## DIRECTION
Reproduce each of the following items verbatim, preserving every line in its original form.

## LISTED ENTRIES

- - - - -

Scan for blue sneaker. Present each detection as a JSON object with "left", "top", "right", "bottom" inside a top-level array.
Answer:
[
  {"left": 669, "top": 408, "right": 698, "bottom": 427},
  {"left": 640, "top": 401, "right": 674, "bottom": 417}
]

- - - - -

## SOLUTION
Scan for blue sneaker. Present each detection as a JSON object with "left", "top", "right", "bottom" inside a top-level array.
Answer:
[
  {"left": 669, "top": 408, "right": 698, "bottom": 427},
  {"left": 640, "top": 401, "right": 674, "bottom": 417}
]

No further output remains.